───── KUTIPAN TEKS

Dalam terang doktrin Logos ini, salah satu poin penting yang direnungkan dan dipegang oleh gereja perdana yaitu bahwa dunia ini, oleh sebab diciptakan oleh Allah, tidaklah ilahi dalam dirinya sendiri. Pemujaan kuasa-kuasa di udara, bintang-bintang, kilat dan halilintar, atau binatang, merupakan pemberhalaan di mata orang-orang Kristen perdana. Mereka tahu, memang ada realitas spiritual di balik anasir-anasir kosmis, tetapi semuanya ini diciptakan, dan tak jarang demonik, khususnya tatkala anasir-anasir tersebut menuntut penyembahan manusia.

──────────
───── DATA MASUKAN

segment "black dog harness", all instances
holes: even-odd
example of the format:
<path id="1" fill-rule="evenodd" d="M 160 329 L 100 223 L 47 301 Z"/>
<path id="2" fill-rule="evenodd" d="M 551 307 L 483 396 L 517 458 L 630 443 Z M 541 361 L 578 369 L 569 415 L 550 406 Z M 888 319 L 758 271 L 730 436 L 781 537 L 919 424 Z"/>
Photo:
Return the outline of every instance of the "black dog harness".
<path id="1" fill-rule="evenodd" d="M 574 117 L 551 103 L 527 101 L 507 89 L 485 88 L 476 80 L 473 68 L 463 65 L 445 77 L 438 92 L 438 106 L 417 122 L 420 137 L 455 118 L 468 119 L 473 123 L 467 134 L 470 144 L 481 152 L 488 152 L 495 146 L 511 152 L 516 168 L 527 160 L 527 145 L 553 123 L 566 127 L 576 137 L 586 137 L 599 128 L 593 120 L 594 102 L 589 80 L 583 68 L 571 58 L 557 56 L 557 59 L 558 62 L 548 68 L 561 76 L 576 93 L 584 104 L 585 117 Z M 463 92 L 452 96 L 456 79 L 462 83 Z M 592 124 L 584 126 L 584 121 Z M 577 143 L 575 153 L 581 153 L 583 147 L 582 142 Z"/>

──────────

__DAFTAR TUGAS__
1. Kembalikan seluruh kutipan teks di atas persis sama, tanpa perubahan apa pun.
2. Tuliskan ulang baris data mulai dari baris pertama sampai baris yang memuat "Return the outline", termasuk kedua baris ujung itu, dengan mengganti "holes" menjadi "cutouts" dan membiarkan semua bagian lain tetap sama. Berikan hanya baris-baris tersebut.

__JAWABAN LENGKAP__
1.
Dalam terang doktrin Logos ini, salah satu poin penting yang direnungkan dan dipegang oleh gereja perdana yaitu bahwa dunia ini, oleh sebab diciptakan oleh Allah, tidaklah ilahi dalam dirinya sendiri. Pemujaan kuasa-kuasa di udara, bintang-bintang, kilat dan halilintar, atau binatang, merupakan pemberhalaan di mata orang-orang Kristen perdana. Mereka tahu, memang ada realitas spiritual di balik anasir-anasir kosmis, tetapi semuanya ini diciptakan, dan tak jarang demonik, khususnya tatkala anasir-anasir tersebut menuntut penyembahan manusia.

2.
segment "black dog harness", all instances
cutouts: even-odd
example of the format:
<path id="1" fill-rule="evenodd" d="M 160 329 L 100 223 L 47 301 Z"/>
<path id="2" fill-rule="evenodd" d="M 551 307 L 483 396 L 517 458 L 630 443 Z M 541 361 L 578 369 L 569 415 L 550 406 Z M 888 319 L 758 271 L 730 436 L 781 537 L 919 424 Z"/>
Photo:
Return the outline of every instance of the "black dog harness".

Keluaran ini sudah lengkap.